● Exercice A:
Dites si chacun des énoncés suivants concorde avec l’article sur l’effectif du gouvernement du Québec, en répondant par oui ou non et en citant mot pour mot le passage qui tranche : (i) selon le budget des dépenses, le gouvernement paie l’équivalent de plus de 510 000 employés à temps plein ; (ii) le gouvernement caquiste prévoit réduire l’effectif cette année ; (iii) le Conseil du trésor établit l’effectif à partir du nombre total d’heures travaillées.
● Exercice B:
Reprenez l’article sur l’effectif du gouvernement du Québec et poursuivez-le après sa dernière phrase.

● Texte du document:
Francis Vailles – La Presse – 19 avril 2019
Martin Coiteux s’était fâché en 2014 quand les hauts fonctionnaires avaient été incapables de répondre à sa question simple : combien le gouvernement du Québec compte-t-il d’employés ?
Pour juguler les dépenses et atteindre le déficit zéro, le nouveau président du Conseil du trésor avait donné un coup de frein aux dépenses de l’État, qu’il avait appelé le « cran d’arrêt ». Pour bien faire le travail, il avait toutefois besoin de connaître le nombre exact d’employés qui travaillaient pour le gouvernement, autant dans la fonction publique qu’à l’extérieur (infirmières, profs, etc.). Réponse des fonctionnaires : euh…
Depuis lors, le Conseil du trésor recense précisément l’effectif. Le Ministère y parvient en traduisant le nombre total d’heures travaillées en employés à temps complet (ETC). Aujourd’hui, il est donc possible de voir l’évolution de cet effectif année après année.
Première nouvelle : le gouvernement du Québec vient de franchir la barre du demi-million d’employés, ce qui constitue fort probablement une première. Plus précisément, le gouvernement a sur sa liste de paie l’équivalent de 510 095 employés à temps plein, selon ce qui est indiqué au budget des dépenses déposé le 21 mars dernier.
Les données nous amènent à traiter d’un autre angle, soit la lourdeur de l’État dans l’économie. Pour la plupart des Québécois, l’ajout d’enseignants et d’infirmières est nécessaire, mais en même temps, nombre de contribuables déplorent que l’État québécois compte trop d’employés.
À ce sujet, on aurait pu s’attendre d’un gouvernement caquiste, de centre droit, qu’il réduise le poids de l’État. Or, cette année, il prévoit ajouter quelque 15 500 employés à temps plein, ce qui fera grimper le total à plus de 525 500 personnes (en ETC toujours).
Encore une fois, les intentions sont bonnes. Les nouveaux jobs s’expliquent par l’ajout de classes de maternelle 4 ans, de ressources en santé pour les soins à domicile et de personnel pour favoriser l’intégration des immigrants (francisation, etc.). Il reste qu’au bout du compte, même en sabrant 1311 postes cette année, notamment par attrition, l’effectif grimpe de près de quelque 15 500 personnes, à 525 500 personnes.
Pour y voir clair, cependant, il ne suffit pas de mesurer l’effectif, mais de le comparer à l’économie québécoise dans son ensemble, qui est aussi en croissance. La question : l’État accapare-t-il une part croissante des emplois au Québec ?

● Données fournies:
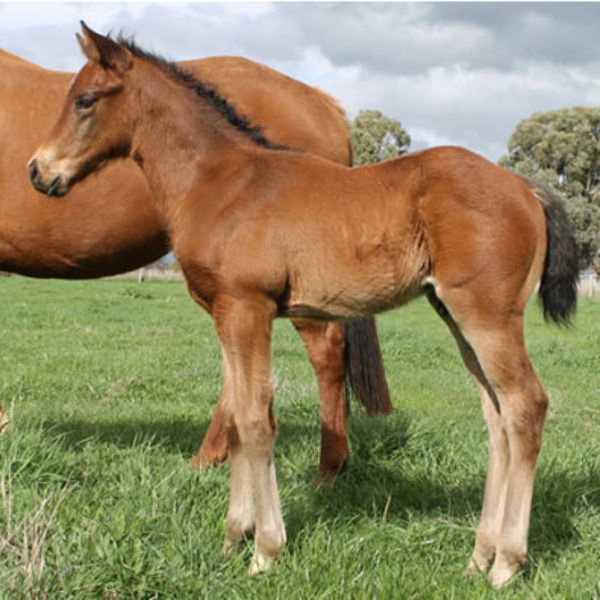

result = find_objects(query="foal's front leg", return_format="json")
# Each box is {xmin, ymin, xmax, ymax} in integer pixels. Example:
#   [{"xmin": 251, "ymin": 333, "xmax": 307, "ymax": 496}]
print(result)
[{"xmin": 214, "ymin": 297, "xmax": 286, "ymax": 574}]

● Réponse A:
(i) Oui : « le gouvernement a sur sa liste de paie l’équivalent de 510 095 employés à temps plein »
(ii) Non : « il prévoit ajouter quelque 15 500 employés à temps plein »
(iii) Oui : « en traduisant le nombre total d’heures travaillées en employés à temps complet (ETC) »

● Réponse B:
Voyons voir. D’abord, il faut savoir que l’année qui a suivi le « cran d’arrêt » de Martin Coiteux, en 2015, s’était bel et bien soldée par une réduction de l’effectif. Au total, le gouvernement comptait 478 600 employés au terme de l’année financière 2015-2016, un recul de 8820 postes sur l’année précédente, soit 1,8 %.
Avant ces compressions, les employés du gouvernement représentaient 12,01 % du total des employés au Québec en 2014, proportion qui est passée à 11,68 % en 2015. L’État réduisait alors significativement sa présence dans l’économie, du moins en matière d’emplois 1.
Depuis, toutefois, cette part a sans cesse grimpé. La hausse est très faible, mais tout de même, elle est constante, si bien qu’elle est revenue à 11,97 % en 2018. Tout indique qu’elle dépassera le niveau de l’ère pré-Coiteux en 2019, aux environs de 12,2 %, en supposant que l’économie crée en 2019 une proportion équivalente d’emplois que la moyenne des cinq dernières années (environ 1 %).
L’augmentation est aussi manifeste, quoique moins grande, si l’on s’en tient à la stricte fonction publique québécoise (donc excluant les profs, les infirmières, etc.). En 2018, on comptait 68 696 fonctionnaires, ce qui représente 1,61 % du total des employés au Québec, contre 1,71 % en 2013 et 1,67 % en 2014. Le creux a été atteint en 2016, à 1,57 %.
Encore une fois, le gouvernement caquiste n’erre pas quand il veut ajouter des profs et des infirmières, compte tenu des besoins et du vieillissement de la population. Néanmoins, il faut garder à l’esprit que ce poids plus grand de l’État se fait avec de l’argent des contribuables. Et se demander si, en étant plus productif, l’État ne pourrait pas offrir les mêmes services avec moins d’employés.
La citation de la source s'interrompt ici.